[Dataset entries]
-- START --

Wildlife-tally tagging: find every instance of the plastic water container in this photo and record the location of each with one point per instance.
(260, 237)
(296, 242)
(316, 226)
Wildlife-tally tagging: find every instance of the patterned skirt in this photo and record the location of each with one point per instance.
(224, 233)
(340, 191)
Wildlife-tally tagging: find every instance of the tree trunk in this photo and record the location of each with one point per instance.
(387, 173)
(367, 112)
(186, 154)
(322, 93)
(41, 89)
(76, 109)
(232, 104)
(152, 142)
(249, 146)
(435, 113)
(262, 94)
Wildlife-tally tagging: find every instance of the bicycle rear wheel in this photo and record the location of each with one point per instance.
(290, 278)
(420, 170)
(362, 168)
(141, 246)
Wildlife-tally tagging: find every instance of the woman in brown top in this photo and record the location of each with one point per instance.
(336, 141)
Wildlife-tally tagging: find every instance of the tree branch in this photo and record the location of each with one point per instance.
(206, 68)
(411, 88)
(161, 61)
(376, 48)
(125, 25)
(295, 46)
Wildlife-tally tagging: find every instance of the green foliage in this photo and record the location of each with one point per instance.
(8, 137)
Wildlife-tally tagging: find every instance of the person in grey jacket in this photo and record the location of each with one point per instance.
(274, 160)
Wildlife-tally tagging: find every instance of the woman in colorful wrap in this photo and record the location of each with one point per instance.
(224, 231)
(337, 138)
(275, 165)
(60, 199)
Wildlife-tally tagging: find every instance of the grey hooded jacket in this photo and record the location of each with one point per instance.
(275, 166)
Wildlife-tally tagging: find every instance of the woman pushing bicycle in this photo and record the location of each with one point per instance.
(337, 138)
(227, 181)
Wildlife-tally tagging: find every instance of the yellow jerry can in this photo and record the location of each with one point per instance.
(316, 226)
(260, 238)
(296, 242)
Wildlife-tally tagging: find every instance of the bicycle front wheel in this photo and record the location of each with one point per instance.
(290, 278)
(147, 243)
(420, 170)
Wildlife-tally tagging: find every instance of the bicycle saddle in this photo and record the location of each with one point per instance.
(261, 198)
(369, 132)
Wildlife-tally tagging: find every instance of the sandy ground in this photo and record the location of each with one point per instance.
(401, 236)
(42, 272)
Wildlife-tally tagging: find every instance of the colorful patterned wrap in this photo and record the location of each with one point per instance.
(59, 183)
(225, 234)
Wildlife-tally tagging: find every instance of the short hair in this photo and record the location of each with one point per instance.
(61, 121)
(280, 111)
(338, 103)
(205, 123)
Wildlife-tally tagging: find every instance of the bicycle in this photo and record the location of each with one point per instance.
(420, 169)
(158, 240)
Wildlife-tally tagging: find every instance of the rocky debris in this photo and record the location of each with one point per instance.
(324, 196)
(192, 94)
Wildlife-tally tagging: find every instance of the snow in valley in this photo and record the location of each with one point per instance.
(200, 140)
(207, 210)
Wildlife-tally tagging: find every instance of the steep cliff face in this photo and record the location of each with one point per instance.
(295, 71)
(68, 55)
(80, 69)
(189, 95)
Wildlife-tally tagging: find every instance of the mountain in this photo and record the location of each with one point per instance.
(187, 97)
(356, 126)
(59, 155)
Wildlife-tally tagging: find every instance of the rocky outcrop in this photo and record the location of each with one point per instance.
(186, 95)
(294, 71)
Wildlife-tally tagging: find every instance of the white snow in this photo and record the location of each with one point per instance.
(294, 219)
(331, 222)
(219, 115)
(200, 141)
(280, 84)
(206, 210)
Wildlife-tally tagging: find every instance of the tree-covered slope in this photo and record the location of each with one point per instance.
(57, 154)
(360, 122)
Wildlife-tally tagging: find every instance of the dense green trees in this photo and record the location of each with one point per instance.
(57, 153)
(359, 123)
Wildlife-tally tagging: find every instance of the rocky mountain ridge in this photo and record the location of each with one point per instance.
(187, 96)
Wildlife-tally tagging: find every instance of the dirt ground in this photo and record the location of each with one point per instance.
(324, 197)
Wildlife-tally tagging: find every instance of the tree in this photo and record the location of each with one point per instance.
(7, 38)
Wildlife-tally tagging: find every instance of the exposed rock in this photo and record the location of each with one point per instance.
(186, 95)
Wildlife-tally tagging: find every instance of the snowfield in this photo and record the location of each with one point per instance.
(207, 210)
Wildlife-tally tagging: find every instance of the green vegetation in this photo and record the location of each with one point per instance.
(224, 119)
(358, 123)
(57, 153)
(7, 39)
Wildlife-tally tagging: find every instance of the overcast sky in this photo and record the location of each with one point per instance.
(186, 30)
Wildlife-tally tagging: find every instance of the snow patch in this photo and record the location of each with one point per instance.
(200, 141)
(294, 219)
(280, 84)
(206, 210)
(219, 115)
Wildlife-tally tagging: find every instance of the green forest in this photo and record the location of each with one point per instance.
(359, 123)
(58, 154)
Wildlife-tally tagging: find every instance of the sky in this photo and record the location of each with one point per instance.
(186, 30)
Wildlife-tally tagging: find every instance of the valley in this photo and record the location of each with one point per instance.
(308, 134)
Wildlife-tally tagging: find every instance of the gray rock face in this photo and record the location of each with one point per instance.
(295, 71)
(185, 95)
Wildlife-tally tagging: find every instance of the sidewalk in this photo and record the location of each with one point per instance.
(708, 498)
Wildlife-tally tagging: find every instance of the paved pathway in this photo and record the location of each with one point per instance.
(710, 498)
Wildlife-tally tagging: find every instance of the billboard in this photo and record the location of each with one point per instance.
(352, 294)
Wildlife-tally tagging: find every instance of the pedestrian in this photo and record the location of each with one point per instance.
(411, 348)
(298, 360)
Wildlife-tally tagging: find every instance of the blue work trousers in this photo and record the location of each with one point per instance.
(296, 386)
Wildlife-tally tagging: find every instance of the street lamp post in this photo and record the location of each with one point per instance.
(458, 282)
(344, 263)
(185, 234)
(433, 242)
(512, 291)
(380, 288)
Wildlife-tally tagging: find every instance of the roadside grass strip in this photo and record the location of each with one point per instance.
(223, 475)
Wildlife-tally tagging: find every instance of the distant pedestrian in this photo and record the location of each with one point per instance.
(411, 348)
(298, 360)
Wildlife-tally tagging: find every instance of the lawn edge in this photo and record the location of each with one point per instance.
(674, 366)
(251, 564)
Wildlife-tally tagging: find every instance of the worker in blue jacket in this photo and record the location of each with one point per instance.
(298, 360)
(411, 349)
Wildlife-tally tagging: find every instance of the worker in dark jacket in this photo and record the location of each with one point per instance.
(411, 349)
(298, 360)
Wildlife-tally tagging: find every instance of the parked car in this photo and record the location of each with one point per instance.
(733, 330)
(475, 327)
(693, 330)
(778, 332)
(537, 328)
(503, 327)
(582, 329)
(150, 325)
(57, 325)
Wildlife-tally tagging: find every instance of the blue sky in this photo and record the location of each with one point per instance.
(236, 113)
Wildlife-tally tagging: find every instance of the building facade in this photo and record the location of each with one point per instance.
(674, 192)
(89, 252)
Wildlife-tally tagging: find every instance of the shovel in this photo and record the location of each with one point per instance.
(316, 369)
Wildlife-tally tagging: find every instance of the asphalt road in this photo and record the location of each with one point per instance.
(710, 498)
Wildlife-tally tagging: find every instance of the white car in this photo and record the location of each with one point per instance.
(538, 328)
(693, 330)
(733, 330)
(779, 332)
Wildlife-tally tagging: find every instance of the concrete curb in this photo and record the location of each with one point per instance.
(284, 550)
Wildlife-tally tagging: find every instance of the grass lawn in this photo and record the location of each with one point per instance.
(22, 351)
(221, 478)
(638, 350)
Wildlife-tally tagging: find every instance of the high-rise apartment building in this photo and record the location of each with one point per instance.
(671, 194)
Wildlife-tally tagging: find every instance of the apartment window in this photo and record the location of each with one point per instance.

-- END --

**Problem details**. Print every line of the material above, without changing a single character.

**Output**.
Wildlife-tally tagging: find every instance of the plastic water container in this photo and record the location of each with one point per instance.
(260, 237)
(296, 242)
(316, 226)
Wildlife-tally tagging: find every instance of the patterned skirt in this photo and record the location of each with one point per instance.
(224, 233)
(340, 191)
Wildlife-tally tagging: find every instance of the tree trunk in this photo and record the location of each with one point per instance.
(387, 173)
(367, 112)
(186, 154)
(322, 93)
(41, 89)
(76, 109)
(232, 104)
(152, 142)
(249, 146)
(435, 113)
(262, 94)
Wildlife-tally tagging: find every instance of the bicycle rear wheel in this photo and record the location of each with one point per instance.
(290, 278)
(420, 170)
(362, 168)
(141, 246)
Wildlife-tally tagging: find every instance of the woman in brown top in this photo and record the location of each with one point per instance.
(336, 141)
Wildlife-tally tagging: find every instance of the tree branch in this photo and record the location of each with one point per instance.
(206, 68)
(411, 88)
(161, 61)
(376, 48)
(125, 25)
(295, 46)
Wildlife-tally tagging: find every instance of the green foliage in this photo and record the location of each with one point per instance.
(8, 137)
Wildlife-tally tagging: find every instance of the person in grey jacket in this photo and record the location of each with one point per instance.
(274, 160)
Wildlife-tally tagging: find every instance of the woman in colorful wrap in this photo and record the location of each with one point per instance.
(224, 231)
(337, 138)
(275, 165)
(60, 199)
Wildlife-tally tagging: find every instance of the grey hooded jacket in this photo and record the location of each with one point per instance.
(275, 166)
Wildlife-tally tagging: find every instance of the woman pushing bicycle in this photo and record the location of each with one point per instance.
(337, 138)
(227, 181)
Wildlife-tally tagging: find every instance of the yellow jerry can in this photo and record the location of each with one point per instance.
(316, 226)
(260, 238)
(296, 242)
Wildlife-tally tagging: find every instance of the bicycle front wheel in this photo and record the location of each with one point per instance.
(290, 278)
(147, 243)
(420, 170)
Wildlife-tally tagging: find every instance of the bicycle saddle in this photo and record the location of each with one point per instance.
(261, 198)
(369, 132)
Wildlife-tally tagging: find every instance of the sandy ground in this photo and record the location of each with one point per instance.
(401, 236)
(42, 272)
Wildlife-tally tagging: find every instance of the colorful patterned wrap in this photo and record the location of each with one point per instance.
(59, 183)
(225, 234)
Wildlife-tally tagging: find every instance of the short hair in this photo and record the location of each with one point per instance.
(61, 121)
(280, 111)
(338, 103)
(205, 123)
Wildlife-tally tagging: find every instance of the bicycle in this photo and record the location of each with one point per instance.
(420, 169)
(158, 240)
Wildlife-tally tagging: find every instance of the rocky debris in this photo and record the location of each with one point per instance.
(324, 196)
(192, 94)
Wildlife-tally tagging: find every instance of the snow in valley in this photo and record the location of each with one point per instance.
(200, 140)
(207, 210)
Wildlife-tally tagging: find every instance of the steep cliff face in this photo and record the location of each with one point per instance.
(295, 71)
(68, 55)
(80, 69)
(189, 95)
Wildlife-tally tagging: find every instance of the mountain in this photo and record the location of each with one point per instance.
(187, 97)
(356, 126)
(59, 155)
Wildlife-tally tagging: find every instance of the rocky outcrop in this photo and record the location of each with one point per instance.
(186, 95)
(294, 71)
Wildlife-tally tagging: find every instance of the white snow in this photo and record the location of each with one point per instance.
(294, 219)
(331, 222)
(219, 115)
(200, 141)
(280, 84)
(206, 210)
Wildlife-tally tagging: find every instance of the tree-covered slope in this photo and record the location of each with one point per instance.
(57, 154)
(360, 122)
Wildlife-tally tagging: find every instance of the dense green trees in this photo and record the location of each with one point per instance.
(57, 153)
(359, 123)
Wildlife-tally tagging: find every instance of the rocky mountain ridge in this photo and record the location of each with one point per instance.
(187, 96)
Wildlife-tally tagging: find every instance of the dirt ground in this photo and record the location of each with one point per instance.
(324, 197)
Wildlife-tally tagging: find every instance of the tree in this photo and record the location of each with one point per instance.
(7, 38)
Wildlife-tally tagging: find every instance of the exposed rock in this photo and record the location of each with one point per instance.
(186, 95)
Wildlife-tally tagging: find every instance of the snowfield in this photo and record the location of each with one point per instance.
(207, 210)
Wildlife-tally tagging: find every instance of the green vegetation in this photo and record the location of each with one point per instance.
(224, 119)
(358, 123)
(57, 153)
(7, 39)
Wildlife-tally tagging: find every instance of the overcast sky in this photo and record the location of each with one point per instance.
(186, 30)
Wildlife-tally tagging: find every instance of the snow patch in this photo and record the location of each with one point per instance.
(200, 141)
(294, 219)
(280, 84)
(206, 210)
(219, 115)
Wildlife-tally tagging: find every instance of the green forest in this photo and record the location of each with one point per instance.
(359, 123)
(58, 154)
Wildlife-tally tagging: find every instance of the sky in this photo and record the location of each with one point per instance.
(186, 30)
Wildlife-tally tagging: find every instance of the valley in this photo and record the location of each with one point per instance.
(308, 134)
Wildlife-tally tagging: find every instance of the gray rock face in this photo and record the location of each with one point per instance.
(295, 71)
(185, 95)
Wildlife-tally tagging: find every instance of the sidewalk in this photo and record the location of each with one point per instance.
(708, 498)
Wildlife-tally tagging: find every instance of the paved pathway in this photo and record the location of each with one point per instance.
(710, 498)
Wildlife-tally tagging: find every instance of the billboard in this photo and record the location of each with one point per instance.
(352, 294)
Wildlife-tally tagging: find every instance of the pedestrian in this photo and record the location of each with one point per instance.
(411, 348)
(298, 360)
Wildlife-tally tagging: find every instance of the blue work trousers in this photo and record the location of each with one point per instance.
(296, 386)
Wildlife-tally tagging: find every instance of the street lamp post in this photo and record the location of each with one point per instance.
(458, 282)
(344, 263)
(185, 234)
(433, 242)
(512, 291)
(380, 288)
Wildlife-tally tagging: find every instance of the roadside grass strip in this photo and record the location of each with one point per instance.
(223, 475)
Wildlife-tally tagging: find every instance of the distant pedestrian in this photo and record the location of each with one point per instance.
(411, 348)
(298, 360)
Wildlife-tally tagging: find every instance of the lawn edge in this photo and record the location of each with one point per instance.
(674, 366)
(251, 564)
Wildlife-tally tagging: find every instance of the worker in blue jacket in this photo and record the location of each with one point per instance.
(298, 360)
(411, 349)
Wildlife-tally tagging: find every instance of the worker in dark jacket in this photo and record the location of each with one point per instance.
(411, 349)
(298, 360)
Wildlife-tally tagging: find every instance of the parked car in this photo and record the location of each with one point per instance.
(733, 330)
(475, 327)
(693, 330)
(778, 332)
(537, 328)
(503, 327)
(582, 329)
(150, 325)
(57, 325)
Wildlife-tally tagging: find every instance of the blue sky in this photo and record the location of each with one point per instance.
(236, 113)
Wildlife-tally tagging: find every instance of the building facade in this photo and record the location of each with one point per instance.
(674, 192)
(89, 252)
Wildlife-tally tagging: find every instance of the shovel in this photo and record the location of each with one point per instance.
(316, 369)
Wildlife-tally tagging: find every instance of the asphalt road in this photo and record the location of each with one point per instance.
(710, 498)
Wildlife-tally tagging: find every instance of the white car in this photo and record the location of each with one point per instance.
(538, 328)
(693, 330)
(733, 330)
(779, 332)
Wildlife-tally tagging: find every instance of the concrete curb in this photo and record the location of each with one point per instance.
(284, 550)
Wildlife-tally tagging: find every instance of the grass lawn in this photo and record the location of each with one point per instance.
(22, 351)
(221, 478)
(638, 350)
Wildlife-tally tagging: find every instance of the high-rise apartment building in this photo and record the location of each with one point per instance.
(671, 194)
Wildlife-tally tagging: find every instance of the apartment window in this photo and record the location of each with one point per instance.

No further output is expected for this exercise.